Assignment
Nothing should be left out: write out the whole listing exactly.
=== Begin Enclosure ===
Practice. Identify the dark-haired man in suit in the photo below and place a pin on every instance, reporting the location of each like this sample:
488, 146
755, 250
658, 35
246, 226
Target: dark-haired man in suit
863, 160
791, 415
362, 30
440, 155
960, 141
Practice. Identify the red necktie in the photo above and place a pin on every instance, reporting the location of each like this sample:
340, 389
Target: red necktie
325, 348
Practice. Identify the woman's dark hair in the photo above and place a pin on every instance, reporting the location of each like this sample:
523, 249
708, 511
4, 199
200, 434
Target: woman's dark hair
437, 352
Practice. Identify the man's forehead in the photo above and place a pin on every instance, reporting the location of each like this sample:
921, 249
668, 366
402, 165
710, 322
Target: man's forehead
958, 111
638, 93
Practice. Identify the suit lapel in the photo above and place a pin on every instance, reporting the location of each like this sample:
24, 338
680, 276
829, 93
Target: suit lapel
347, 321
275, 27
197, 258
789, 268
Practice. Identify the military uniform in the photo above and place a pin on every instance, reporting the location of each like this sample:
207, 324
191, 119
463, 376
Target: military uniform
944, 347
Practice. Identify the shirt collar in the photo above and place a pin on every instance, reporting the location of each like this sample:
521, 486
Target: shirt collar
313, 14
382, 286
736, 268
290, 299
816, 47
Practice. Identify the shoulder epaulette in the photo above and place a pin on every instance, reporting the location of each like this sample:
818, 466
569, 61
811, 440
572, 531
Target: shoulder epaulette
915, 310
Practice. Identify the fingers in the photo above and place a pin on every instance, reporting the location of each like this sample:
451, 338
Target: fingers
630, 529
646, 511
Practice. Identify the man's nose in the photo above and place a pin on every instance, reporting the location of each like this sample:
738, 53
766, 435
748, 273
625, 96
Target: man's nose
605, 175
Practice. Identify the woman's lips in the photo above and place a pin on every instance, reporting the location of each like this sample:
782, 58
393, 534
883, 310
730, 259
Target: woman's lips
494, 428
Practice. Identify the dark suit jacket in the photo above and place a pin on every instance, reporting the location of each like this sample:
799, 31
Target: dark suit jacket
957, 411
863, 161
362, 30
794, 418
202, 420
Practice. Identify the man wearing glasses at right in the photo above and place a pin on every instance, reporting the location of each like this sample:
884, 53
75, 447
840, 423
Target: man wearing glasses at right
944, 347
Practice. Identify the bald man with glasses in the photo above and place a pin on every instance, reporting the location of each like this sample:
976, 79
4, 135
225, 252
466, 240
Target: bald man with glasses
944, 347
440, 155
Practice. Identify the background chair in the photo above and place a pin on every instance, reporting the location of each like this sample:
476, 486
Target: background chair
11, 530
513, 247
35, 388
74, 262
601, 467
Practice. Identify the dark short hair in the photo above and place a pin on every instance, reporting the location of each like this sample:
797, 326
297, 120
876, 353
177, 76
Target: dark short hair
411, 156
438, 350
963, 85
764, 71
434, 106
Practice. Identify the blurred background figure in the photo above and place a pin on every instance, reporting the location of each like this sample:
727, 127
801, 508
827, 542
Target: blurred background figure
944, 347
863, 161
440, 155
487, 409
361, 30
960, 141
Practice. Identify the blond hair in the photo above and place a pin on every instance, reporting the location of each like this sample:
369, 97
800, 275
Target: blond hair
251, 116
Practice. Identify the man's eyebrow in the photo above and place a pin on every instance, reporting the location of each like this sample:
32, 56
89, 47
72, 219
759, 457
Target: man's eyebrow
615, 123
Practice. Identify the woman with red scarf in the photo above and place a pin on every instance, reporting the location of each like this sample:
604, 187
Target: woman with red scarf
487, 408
=== End Enclosure ===
Reply
Practice. Identify the dark-haired man in suit in the photo below and place a pin on every instance, reporting the location of each like this sample:
488, 146
755, 250
658, 35
246, 226
Target: dark-haired man in suit
863, 160
791, 415
362, 30
440, 155
960, 141
Practice. Identify the red necktie in the photo above and place a pin on every instance, reporting the location of each like this sample:
340, 389
Target: red necktie
325, 348
Practice. Identify the woman's dark hair in the photo above and place a pin on every instance, reporting the location of each like this sample:
523, 249
708, 511
4, 199
200, 434
Target: woman's dark hair
437, 352
Practice. Identify the man's forehead in the photo above and place a pin on every instance, reporting the location of each like this sample:
921, 249
668, 366
402, 165
710, 322
Target: man's forehead
958, 111
638, 93
Practice. Identify the suit lapel in the photo above and place a pin on every instance, reporting the location of each like this sample:
24, 338
680, 276
829, 93
Target: suit lapel
347, 321
275, 27
197, 258
789, 268
Practice. Identify the military uniform in the photo above and place a pin on every instance, reporting the location of each like this sample:
207, 324
191, 119
463, 376
Target: military uniform
944, 347
Practice. Identify the shirt collar in the photo above and place a pin on every instance, reporting the location of each like this sample:
521, 486
Target: shirt collar
313, 14
382, 286
736, 268
290, 299
816, 47
Practice. Identify the shoulder epaulette in the photo above and place a pin on every instance, reporting the location of each like this sample:
818, 466
569, 61
811, 440
572, 531
Target: shoulder epaulette
915, 310
Practice. Identify the fingers in the photo above and place a pin on every instance, reporting the location of each like this sample:
451, 338
Target: fingers
630, 529
646, 511
Practice. Identify the man's nose in the photo above and place a pin on every instance, reporting the location of each like this sample:
738, 53
766, 435
748, 273
625, 96
Target: man's nose
605, 175
Practice. Identify the woman's lips in the photo above and place a pin on every instance, reporting the location of each like this sample:
782, 58
393, 534
883, 310
730, 259
Target: woman's lips
494, 428
Practice. Identify the dark suit jacket in the photo above and place a pin on every instance, reporting the location of each like this sample:
799, 31
Target: dark suit jacket
957, 411
863, 161
362, 30
794, 418
202, 420
Practice. Identify the man wearing glasses at right in the photo above and place a pin on every instance, reporting the location of each like this sample:
884, 53
75, 447
840, 423
Target: man wearing glasses at right
944, 347
Practice. Identify the bald man with glasses in the photo above and place a pin on every instance, reporting the location of each like this sample:
976, 79
4, 135
225, 252
466, 240
Target: bald man with glasses
944, 347
440, 155
Practice. Identify the background chair in the photo above and place a pin on every instance, reporting the location of each like this sample:
476, 486
Target: background chair
11, 530
513, 247
35, 388
74, 262
601, 467
Practice. Identify the dark short hair in the photo above and place a pin on every instance, reporting the location of each like this sample:
797, 326
297, 120
876, 353
177, 76
Target: dark short hair
411, 156
438, 350
963, 85
764, 71
434, 106
Practice. Identify the blurred background figure in the photo above and place a pin on every instance, reporting the location of each like this sample:
727, 127
801, 508
827, 542
Target: blurred background figure
944, 347
863, 161
440, 155
487, 409
361, 30
960, 141
Practice. Identify the blond hair in the photo above and place a pin on every instance, reporting the location of each like this sample:
369, 97
800, 275
Target: blond hair
251, 116
Practice. Identify the man's eyebrow in the photo above and place a pin on every instance, reporting the location of each like this sample:
32, 56
89, 47
72, 219
759, 457
Target: man's eyebrow
615, 123
Practice. Identify the woman with red scarf in the photo above and place a pin on every instance, reporting the location of each like this sample:
604, 187
Target: woman with red scarf
487, 408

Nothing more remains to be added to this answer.